Retype all the records below exactly as they are, with no image carried over.

[Stored data entries]
══════

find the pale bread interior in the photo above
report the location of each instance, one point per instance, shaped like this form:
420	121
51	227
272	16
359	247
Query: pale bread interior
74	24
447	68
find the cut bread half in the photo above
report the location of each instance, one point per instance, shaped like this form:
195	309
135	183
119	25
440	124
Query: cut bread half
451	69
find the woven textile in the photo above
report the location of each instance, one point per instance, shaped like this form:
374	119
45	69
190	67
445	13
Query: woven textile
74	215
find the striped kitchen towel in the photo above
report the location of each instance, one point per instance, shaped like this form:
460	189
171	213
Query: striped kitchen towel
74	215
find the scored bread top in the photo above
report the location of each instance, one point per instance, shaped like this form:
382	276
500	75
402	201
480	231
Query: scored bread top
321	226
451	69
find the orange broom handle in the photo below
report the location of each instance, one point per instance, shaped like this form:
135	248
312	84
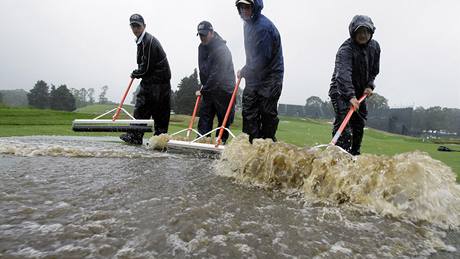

══════

#### ANSWER BELOW:
find the pale bread interior in the photo above
report the location of each instance, one point per instance, shaped like this form:
420	121
51	227
272	16
359	247
Query: pale bread interior
74	24
447	68
find the cut bread half in the photo above
report the location of each instance, one point per instance, shaped like this form:
195	309
135	183
119	25
440	124
Query: cut bread half
451	69
find the woven textile in the photo above
report the location of each instance, one point per instance, shaped like this form:
374	119
45	69
190	67
445	13
Query: woven textile
74	215
find the striped kitchen towel in the photo above
report the location of each instance, one point per instance, shaped like this form:
460	189
171	213
Query: striped kitchen towel
74	215
find the scored bread top in the photo above
report the location of each instance, one point per instance, shaped like this form:
382	276
500	75
402	201
480	231
Query: scored bread top
321	226
451	69
find the orange broom handle in the photo below
report the location of each instance, one point per instance, shaped like this form:
135	248
312	84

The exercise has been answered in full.